PARTS OF THE EXERCISE:
- a) Translate this sentence from the window functions article into Spanish: "We get one record for each region with each region’s total sales."
- b) Continue the article on SQL window functions from the point where it stops.

SUPPLIED TEXT:
============================================================

Ads Top

SQL for Tableau: Window Functions

It’s been a while since I’ve shared a blog in my SQL for Tableau Users series, so I’m excited to be back with a blog on one of my absolute favorite features of SQL, window functions!! OK, they may not sound that exciting but they are really powerful and, once you get the syntax down, relatively easy to write.


Let’s start out by defining window functions. I personally like the definition provided by the PostgreSQL documentation:

A window function performs a calculation across a set of table rows that are somehow related to the current row. This is comparable to the type of calculation that can be done with an aggregate function. But unlike regular aggregate functions, use of a window function does not cause rows to become grouped into a single output row—the rows retain their separate identities. Behind the scenes, the window function is able to access more than just the current row of the query result.

OK, that’s a bit confusing, but it’ll become much clearer as we look at some examples. So let’s start by looking at a simple example using Superstore on my publicly-available SQL Server (see SQL for Tableau Part 1: The Basics for details on connecting to this server).

We’ll begin with a simple aggregation of sales by region.

SELECT [Region], SUM([Sales])
FROM [Orders]
GROUP BY [Region]


We get one record for each region with each region’s total sales. But what if we want to see every row along with the sum of sales for the region?

SELECT [Row ID], [Region], [Sales],
SUM([Sales]) OVER (PARTITION BY [Region]) AS [Region Sales]
FROM [Orders]


The second line of the SQL leverages a window function to provide us with data outside of the row we’re looking at.

Let’s take a look at the the syntax:

SUM([Sales]) OVER (PARTITION BY [Region])

This statement starts with a function—in this case, an aggregation—then is followed by OVER. OVER essentially tells the database that we’re about to define the window. Then, within parentheses, we define the window using the PARTITION BY clause. This tells the database that we want to partition (i.e. group) our records together by the Region. So, in plain English, this would say “Sum the sales for the entire region that is specified on this row.”

Note: If you do not wish to partition your data at all (i.e. get the total sales for the entire data set), then you would simply not include the PARTITION BY clause:

SUM([Sales]) OVER () AS [Region Sales]

What’s nice about this is that it allows us to then perform some additional aggregations. For example, we could find each row’s percentage of the region’s sales.

SELECT [Row ID], [Region], [Sales]/SUM([Sales]) OVER (PARTITION BY [Region]) AS [% of Sales]
FROM [Orders]


To take this one step further, we can aggregate the main query as well. For example, let’s say we want to see the percentage of sales by customer, rather than each individual row. To do that, we’ll need to aggregate the sales by customer then divide by the total regional sales:

SELECT [Region], [Customer Name],
SUM([Sales]) AS [Customer Sales],
SUM(SUM([Sales])) OVER (PARTITION BY [Region]) AS [Region Sales]
FROM [Orders]
GROUP BY [Region], [Customer Name]


Notice that we need to further aggregate the window calculation. Without it, we’ll get an error. I won’t show you here, but you can see that we could now easily calculate the percent of regional sales for each customer.

============================================================

(Dataset items)
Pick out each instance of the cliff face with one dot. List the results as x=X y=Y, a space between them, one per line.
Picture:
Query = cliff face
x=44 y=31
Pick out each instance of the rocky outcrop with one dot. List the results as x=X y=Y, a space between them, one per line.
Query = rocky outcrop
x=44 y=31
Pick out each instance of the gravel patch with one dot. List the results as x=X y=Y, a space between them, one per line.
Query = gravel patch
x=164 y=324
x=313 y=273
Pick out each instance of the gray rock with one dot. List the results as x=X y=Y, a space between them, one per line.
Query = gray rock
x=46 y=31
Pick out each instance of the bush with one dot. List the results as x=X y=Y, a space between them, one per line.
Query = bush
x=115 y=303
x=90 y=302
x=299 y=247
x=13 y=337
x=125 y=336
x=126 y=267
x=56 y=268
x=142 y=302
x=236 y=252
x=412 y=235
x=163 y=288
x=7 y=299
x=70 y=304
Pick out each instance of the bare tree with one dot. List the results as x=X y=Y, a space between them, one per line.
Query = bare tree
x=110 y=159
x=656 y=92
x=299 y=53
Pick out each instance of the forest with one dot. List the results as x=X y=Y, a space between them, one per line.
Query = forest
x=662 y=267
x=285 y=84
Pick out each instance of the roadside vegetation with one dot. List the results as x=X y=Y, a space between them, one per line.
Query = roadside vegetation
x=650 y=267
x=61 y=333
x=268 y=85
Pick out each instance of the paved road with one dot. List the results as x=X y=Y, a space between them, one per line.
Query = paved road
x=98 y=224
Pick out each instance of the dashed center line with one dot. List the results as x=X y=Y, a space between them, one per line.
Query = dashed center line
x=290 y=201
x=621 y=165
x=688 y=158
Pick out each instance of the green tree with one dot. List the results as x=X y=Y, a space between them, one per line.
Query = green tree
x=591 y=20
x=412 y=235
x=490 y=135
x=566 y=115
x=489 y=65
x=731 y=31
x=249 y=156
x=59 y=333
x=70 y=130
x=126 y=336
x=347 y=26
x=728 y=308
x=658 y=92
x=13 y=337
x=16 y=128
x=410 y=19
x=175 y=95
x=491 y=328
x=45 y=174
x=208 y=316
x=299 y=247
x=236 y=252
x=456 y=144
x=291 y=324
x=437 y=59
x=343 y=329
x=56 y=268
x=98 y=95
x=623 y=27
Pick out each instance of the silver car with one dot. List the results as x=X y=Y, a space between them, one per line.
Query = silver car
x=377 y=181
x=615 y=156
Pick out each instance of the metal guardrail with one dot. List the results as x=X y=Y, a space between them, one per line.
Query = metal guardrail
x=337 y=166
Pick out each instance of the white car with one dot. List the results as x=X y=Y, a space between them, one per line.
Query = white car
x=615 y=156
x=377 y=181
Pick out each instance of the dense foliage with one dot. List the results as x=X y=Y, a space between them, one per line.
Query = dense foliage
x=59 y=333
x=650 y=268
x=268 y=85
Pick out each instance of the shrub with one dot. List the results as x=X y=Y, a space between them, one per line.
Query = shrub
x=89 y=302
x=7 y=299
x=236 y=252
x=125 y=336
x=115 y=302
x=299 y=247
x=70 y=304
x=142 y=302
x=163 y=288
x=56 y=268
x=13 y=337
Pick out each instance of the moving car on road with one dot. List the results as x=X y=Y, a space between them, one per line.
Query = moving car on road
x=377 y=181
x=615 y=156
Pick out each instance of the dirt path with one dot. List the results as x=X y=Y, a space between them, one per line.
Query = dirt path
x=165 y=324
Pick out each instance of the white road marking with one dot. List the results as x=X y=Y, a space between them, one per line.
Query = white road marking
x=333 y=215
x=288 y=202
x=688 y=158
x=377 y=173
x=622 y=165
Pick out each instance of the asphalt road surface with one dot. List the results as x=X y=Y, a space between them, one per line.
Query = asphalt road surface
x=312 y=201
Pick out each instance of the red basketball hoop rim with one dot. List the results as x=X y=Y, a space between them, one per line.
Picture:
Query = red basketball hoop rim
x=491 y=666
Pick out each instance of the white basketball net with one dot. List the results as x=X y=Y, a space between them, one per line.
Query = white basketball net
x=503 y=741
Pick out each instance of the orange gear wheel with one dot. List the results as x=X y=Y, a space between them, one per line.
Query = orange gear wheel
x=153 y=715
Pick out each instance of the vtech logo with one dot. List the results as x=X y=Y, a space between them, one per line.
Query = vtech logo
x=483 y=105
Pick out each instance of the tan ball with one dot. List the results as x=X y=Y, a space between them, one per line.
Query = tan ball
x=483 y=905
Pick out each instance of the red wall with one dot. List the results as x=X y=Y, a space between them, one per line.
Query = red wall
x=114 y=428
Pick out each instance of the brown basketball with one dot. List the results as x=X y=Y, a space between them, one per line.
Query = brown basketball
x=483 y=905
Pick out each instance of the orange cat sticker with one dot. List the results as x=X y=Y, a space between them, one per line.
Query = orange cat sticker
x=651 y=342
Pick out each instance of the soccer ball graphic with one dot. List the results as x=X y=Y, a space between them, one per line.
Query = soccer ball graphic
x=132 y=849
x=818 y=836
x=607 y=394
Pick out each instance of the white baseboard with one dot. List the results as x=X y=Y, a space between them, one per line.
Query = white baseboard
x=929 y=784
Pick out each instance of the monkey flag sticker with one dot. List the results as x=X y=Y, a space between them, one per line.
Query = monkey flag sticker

============================================================

EXPECTED RESPONSES:
- a) Obtenemos un registro por cada región con las ventas totales de cada región.

- b)
Similarity to Tableau
If the above feels familiar to you, that’s because you’ve probably done something very similar in Tableau. Let’s take the above use case (each record’s percent of regional sales) and use Tableau to solve it. To do this, we’d use either LODs or window calculations. Let’s begin with window calcs. We’d start by creating our basic view:


Then we could write a calculation like this:

Region Sales
// Sales for the overall region.
WINDOW_SUM(SUM([Sales]))

Then we add this to the view, make sure it’s set to compute properly, and we’ll get:


Then, of course, we could perform the math, SUM([Sales])/[Region Sales] to get the percentage.

If we examine this closely, we can see how similar the SQL window functions are to this window SUM. Let’s look at them together:

SUM(SUM([Sales])) OVER (PARTITION BY [Region])

WINDOW_SUM(SUM([Sales]))

We don’t have to tell SQL that it’s a window calculation because of the OVER clause, whereas Tableau needs to know that we’re using a window sum. Additionally, in SQL, we specify how to partition our data within the script, while in Tableau, we specify this partitioning when we tell it how to compute the table calculation.

........................

A second option for doing this in Tableau would be an LOD calculation. Instead of the window sum, we’d do the following:

Region Sales
// Sales for the overall region.
{FIXED [Region]: SUM([Sales])}

This will produce the same result as our table calc. While this is syntactically less similar to the SQL than the window sum, we can definitely see some similarities. Fixing on Region in the LOD is similar to partitioning on Region in the SQL. Then, of course, we’re summing the sales within that partition.

Interestingly, the definition of window calculations shared earlier included the following: “Behind the scenes, the window function is able to access more than just the current row of the query result.” That sounds a lot like an LOD calculation and, as we’ve seen, they have a lot of similarities.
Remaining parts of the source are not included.